EXERCISE TEXT>
BEGIN
# Can I get citalopram on prescription in Dubai?



## Lilly_of_the_valley (Jan 13, 2015)

Advice required: I know I need to get doctors note to take citalopram from UK to Dubai but when I run out will I be able to get it on prescription in by a doctor Dubai? It won't be practical for me to return every 3 months to UK just to get medication so I need to be able to get it in Dubai. Thanks in advance.


----------



## BedouGirl (Sep 15, 2011)

Not sure if this particular SSR is available here. Normally, these are not prescribed by a GP, you would probably need to visit a psychiatrist to get them and I'm not sure how many they can prescribe in one go. Try googling a clinic here and contacting them to find out. Good luck with the move.


----------



## newguyintown (Mar 15, 2012)

BedouGirl said:


> Not sure if this particular SSR is available here. Normally, these are not prescribed by a GP, you would probably need to visit a psychiatrist to get them and I'm not sure how many they can prescribe in one go. Try googling a clinic here and contacting them to find out. Good luck with the move.



Psychiatrist are able to prescribe a maximum of 30 pills in one go, also the prescription is only good for 3 days after which it isn't valid anymore.


----------



## Val_TX (Mar 16, 2012)

Here is an slightly old article about this medicine in the Dubai paper (2011)

http://www.thenational.ae/news/uae-news/health-warnings-issued-against-anti-depressant

So if you happened to be taking more than 40 mg/d, it would be an issue. I'm not familiar with this medicine and updated dosage guidelines.


----------
END
EXERCISE DATA>
BEGIN
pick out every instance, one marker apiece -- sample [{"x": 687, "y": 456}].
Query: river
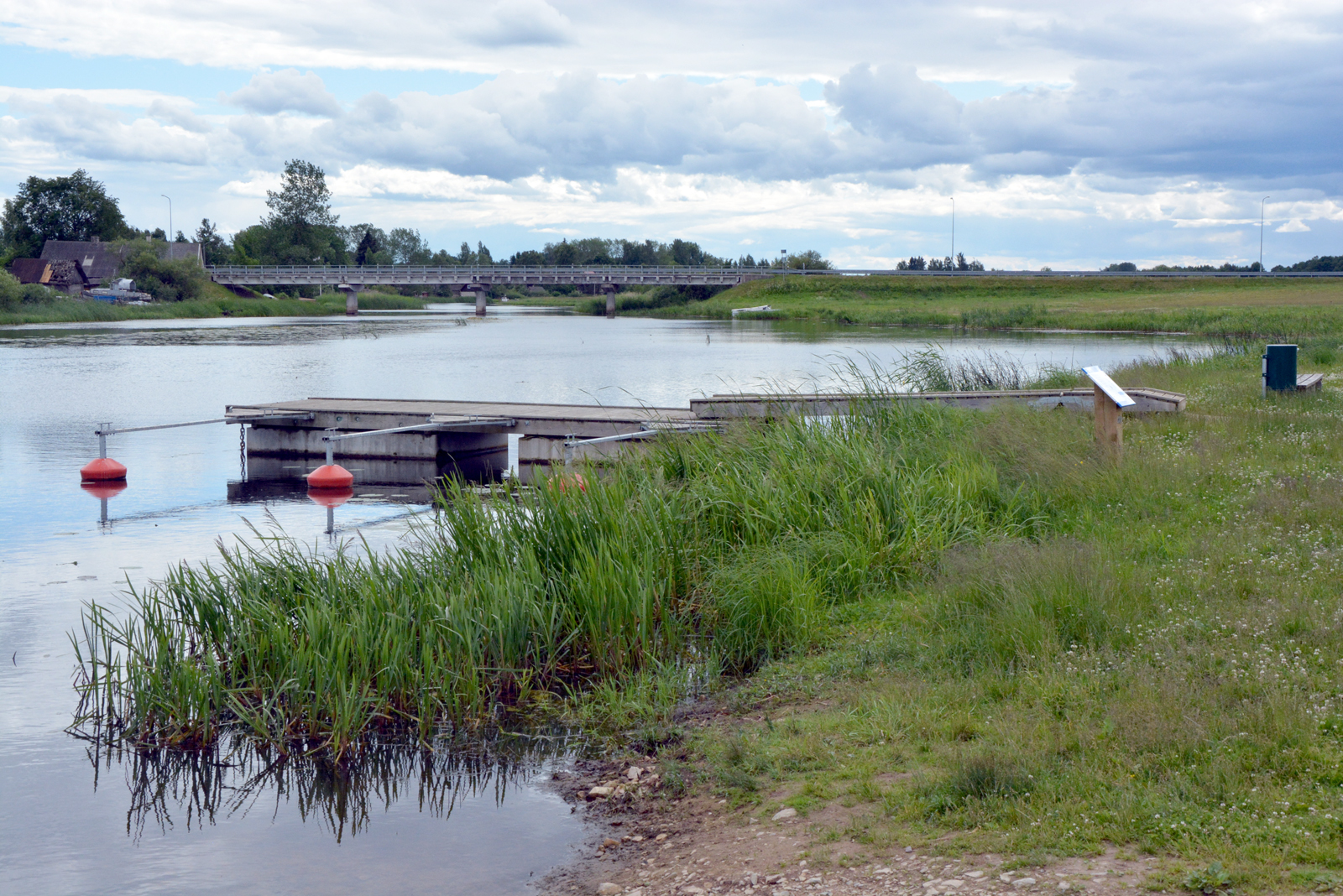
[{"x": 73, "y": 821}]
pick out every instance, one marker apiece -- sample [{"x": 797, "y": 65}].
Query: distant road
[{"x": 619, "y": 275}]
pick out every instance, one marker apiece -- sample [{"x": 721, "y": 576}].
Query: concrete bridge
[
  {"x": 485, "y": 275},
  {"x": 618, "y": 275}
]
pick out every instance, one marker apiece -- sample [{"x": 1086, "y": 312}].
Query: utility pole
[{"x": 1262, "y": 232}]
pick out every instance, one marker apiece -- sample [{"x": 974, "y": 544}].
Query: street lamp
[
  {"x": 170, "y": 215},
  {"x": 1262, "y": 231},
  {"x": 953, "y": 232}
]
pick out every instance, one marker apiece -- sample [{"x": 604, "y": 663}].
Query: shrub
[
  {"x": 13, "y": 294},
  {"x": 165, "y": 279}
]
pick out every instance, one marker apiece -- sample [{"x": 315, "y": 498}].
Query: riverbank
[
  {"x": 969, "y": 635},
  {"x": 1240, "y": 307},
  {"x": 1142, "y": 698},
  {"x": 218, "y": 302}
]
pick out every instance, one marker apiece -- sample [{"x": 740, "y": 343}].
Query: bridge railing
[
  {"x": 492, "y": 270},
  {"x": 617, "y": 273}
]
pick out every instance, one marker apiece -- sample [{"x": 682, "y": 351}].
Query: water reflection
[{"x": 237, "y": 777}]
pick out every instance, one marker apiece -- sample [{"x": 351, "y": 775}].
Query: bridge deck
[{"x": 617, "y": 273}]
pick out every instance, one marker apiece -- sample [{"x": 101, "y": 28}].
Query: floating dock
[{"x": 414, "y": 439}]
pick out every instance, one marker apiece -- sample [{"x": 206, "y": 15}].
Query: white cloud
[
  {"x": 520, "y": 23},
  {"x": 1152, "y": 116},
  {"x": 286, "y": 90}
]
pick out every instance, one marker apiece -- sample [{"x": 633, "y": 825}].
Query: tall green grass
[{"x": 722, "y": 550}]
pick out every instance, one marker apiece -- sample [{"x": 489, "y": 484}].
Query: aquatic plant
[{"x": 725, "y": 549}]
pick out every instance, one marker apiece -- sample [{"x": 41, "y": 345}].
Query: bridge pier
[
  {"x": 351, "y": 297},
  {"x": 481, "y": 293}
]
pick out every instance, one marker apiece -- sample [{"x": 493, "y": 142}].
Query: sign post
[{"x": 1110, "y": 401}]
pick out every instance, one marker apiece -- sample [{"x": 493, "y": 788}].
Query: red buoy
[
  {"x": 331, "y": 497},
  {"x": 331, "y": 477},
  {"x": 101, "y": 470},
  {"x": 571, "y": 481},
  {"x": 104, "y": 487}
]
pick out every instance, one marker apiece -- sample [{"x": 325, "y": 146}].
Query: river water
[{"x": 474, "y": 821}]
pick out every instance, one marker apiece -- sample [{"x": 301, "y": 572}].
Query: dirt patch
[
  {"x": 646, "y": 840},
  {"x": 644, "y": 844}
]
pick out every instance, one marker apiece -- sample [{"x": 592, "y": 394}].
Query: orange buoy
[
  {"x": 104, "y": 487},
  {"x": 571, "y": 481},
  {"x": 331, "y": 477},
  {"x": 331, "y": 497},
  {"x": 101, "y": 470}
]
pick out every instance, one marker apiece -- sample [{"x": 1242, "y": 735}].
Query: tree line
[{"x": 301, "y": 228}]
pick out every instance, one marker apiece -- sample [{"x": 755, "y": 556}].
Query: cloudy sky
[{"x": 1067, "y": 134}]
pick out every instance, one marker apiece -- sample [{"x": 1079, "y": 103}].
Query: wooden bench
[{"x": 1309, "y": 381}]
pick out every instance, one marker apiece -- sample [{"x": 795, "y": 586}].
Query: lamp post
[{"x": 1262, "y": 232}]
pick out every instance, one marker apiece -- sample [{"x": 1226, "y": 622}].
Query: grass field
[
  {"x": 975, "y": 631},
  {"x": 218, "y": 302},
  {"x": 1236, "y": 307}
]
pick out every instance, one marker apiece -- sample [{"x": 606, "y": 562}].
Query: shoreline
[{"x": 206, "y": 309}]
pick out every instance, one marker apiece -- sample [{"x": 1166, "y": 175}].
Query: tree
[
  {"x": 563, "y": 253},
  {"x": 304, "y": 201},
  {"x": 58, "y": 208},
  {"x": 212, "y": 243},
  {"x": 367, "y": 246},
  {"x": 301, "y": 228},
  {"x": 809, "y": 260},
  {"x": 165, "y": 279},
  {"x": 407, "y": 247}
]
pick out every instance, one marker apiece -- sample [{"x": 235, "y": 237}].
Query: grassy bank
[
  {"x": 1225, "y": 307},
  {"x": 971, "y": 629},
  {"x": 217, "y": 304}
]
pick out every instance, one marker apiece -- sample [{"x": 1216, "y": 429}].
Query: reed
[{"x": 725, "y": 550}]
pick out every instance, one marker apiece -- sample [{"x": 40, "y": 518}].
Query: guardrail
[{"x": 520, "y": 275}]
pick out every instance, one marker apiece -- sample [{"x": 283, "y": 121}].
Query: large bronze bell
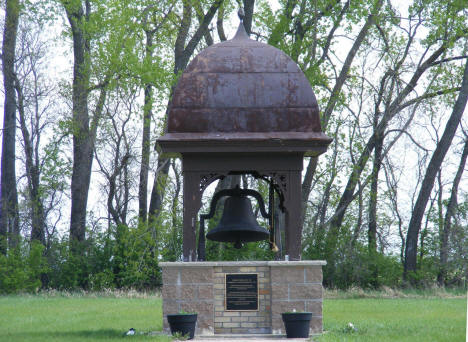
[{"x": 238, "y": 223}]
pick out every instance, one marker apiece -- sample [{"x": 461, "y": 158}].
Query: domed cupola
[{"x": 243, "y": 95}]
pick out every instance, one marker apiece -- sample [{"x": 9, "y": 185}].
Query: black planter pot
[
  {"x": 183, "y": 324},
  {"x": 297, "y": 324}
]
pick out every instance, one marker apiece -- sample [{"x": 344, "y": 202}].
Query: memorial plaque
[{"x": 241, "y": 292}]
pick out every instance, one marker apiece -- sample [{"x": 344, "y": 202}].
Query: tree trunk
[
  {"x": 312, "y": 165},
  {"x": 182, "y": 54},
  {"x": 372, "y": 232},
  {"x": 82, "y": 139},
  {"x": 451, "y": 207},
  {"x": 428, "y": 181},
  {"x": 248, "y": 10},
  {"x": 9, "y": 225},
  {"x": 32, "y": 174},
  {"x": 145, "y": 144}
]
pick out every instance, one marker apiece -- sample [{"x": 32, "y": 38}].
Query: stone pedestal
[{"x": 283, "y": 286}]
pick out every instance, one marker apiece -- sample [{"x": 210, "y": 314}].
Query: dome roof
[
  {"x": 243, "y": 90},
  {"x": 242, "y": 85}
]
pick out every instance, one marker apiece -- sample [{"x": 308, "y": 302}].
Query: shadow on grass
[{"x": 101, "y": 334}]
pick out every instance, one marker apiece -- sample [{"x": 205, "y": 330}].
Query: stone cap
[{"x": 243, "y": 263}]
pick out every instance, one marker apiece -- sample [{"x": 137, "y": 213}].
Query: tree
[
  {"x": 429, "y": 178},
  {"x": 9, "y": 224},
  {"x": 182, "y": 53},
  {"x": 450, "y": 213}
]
END
BEGIN
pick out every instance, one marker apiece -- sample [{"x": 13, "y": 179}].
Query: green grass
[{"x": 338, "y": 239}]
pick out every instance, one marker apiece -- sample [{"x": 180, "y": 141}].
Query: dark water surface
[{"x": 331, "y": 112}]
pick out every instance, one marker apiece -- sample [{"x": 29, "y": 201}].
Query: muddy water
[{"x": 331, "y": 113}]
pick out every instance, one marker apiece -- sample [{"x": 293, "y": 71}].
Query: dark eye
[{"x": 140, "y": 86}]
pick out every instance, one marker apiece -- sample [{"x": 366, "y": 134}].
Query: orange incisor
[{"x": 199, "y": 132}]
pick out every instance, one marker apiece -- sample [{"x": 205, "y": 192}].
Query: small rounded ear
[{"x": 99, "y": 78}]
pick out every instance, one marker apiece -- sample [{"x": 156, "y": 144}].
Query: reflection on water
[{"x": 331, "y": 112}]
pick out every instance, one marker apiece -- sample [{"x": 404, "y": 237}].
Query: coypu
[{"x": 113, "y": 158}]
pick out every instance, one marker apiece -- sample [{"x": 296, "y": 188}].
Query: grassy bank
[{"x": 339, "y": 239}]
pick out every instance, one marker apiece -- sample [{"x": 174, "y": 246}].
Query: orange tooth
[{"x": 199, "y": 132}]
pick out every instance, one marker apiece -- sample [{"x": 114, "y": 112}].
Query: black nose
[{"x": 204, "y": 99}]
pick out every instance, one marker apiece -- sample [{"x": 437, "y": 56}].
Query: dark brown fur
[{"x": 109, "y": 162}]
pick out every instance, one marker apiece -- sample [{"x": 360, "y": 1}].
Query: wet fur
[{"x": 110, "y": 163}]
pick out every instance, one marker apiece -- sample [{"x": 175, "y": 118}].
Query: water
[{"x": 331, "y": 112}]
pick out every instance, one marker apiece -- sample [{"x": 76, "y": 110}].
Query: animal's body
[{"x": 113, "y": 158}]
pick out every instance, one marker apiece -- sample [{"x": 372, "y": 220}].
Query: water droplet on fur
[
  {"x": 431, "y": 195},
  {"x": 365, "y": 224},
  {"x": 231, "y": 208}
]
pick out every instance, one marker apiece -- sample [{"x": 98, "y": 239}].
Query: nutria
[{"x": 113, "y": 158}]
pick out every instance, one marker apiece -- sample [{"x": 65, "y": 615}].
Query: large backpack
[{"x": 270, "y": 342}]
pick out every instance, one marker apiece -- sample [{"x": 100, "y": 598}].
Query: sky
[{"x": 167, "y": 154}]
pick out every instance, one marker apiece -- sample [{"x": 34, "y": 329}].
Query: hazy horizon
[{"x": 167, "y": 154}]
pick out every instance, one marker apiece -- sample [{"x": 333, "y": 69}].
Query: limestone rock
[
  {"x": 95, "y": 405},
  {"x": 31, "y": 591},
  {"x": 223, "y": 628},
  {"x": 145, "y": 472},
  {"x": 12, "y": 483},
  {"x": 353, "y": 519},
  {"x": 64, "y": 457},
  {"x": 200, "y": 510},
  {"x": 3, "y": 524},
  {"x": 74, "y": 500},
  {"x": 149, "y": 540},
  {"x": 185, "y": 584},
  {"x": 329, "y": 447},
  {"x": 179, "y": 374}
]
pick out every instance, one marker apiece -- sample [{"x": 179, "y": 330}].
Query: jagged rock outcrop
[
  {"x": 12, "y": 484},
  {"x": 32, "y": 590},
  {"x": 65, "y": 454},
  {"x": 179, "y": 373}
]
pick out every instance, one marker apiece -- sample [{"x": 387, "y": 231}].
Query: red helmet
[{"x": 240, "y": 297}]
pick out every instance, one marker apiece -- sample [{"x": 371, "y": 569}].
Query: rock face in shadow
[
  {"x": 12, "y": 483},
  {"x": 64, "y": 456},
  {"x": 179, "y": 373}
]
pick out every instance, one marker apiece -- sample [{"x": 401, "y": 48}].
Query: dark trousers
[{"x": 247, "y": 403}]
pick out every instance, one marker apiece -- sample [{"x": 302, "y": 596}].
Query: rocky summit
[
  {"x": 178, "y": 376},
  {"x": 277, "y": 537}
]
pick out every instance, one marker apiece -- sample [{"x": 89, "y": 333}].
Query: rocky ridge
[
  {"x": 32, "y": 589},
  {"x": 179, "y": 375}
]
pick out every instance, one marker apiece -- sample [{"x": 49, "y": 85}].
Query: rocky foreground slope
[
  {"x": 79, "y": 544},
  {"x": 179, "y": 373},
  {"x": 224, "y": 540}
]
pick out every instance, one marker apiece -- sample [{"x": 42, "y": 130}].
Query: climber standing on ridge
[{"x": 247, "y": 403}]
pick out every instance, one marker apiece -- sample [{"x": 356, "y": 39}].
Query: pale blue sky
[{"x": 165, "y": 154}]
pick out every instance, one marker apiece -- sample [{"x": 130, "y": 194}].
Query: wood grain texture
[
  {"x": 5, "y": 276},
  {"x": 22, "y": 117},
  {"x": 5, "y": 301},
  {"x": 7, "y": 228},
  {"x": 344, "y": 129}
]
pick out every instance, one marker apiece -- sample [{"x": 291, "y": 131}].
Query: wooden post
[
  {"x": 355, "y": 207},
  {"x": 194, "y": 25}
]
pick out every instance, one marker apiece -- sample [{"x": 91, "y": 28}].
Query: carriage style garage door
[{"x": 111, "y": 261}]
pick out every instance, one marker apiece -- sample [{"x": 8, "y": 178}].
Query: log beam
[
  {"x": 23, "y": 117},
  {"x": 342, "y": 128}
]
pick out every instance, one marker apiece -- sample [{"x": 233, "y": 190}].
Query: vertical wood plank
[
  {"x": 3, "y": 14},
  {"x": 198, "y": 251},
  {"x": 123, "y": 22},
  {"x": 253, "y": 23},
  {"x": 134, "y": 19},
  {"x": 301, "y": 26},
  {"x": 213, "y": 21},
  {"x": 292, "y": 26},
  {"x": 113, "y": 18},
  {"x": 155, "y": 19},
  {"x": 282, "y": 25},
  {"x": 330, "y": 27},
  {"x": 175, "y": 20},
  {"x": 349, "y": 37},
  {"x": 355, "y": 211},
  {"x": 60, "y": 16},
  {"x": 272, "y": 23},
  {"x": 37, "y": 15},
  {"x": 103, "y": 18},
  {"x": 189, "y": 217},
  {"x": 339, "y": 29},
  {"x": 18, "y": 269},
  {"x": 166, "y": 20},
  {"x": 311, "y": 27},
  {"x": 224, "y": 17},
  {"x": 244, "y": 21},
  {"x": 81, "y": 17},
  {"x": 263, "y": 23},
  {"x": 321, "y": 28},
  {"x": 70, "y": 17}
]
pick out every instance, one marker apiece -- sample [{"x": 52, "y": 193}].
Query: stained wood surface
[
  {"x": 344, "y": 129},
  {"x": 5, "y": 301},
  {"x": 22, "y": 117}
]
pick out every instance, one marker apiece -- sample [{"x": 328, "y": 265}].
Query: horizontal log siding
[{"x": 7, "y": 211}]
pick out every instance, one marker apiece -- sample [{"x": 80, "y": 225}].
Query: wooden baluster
END
BEGIN
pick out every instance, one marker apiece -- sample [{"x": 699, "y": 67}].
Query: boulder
END
WHAT IS NEEDED>
Please translate this sentence from the forum thread about citalopram in Dubai into Spanish: "Try googling a clinic here and contacting them to find out." You can leave the data aside.

EXERCISE RESULT>
Intenta buscar en Google una clínica aquí y contactar con ellos para averiguarlo.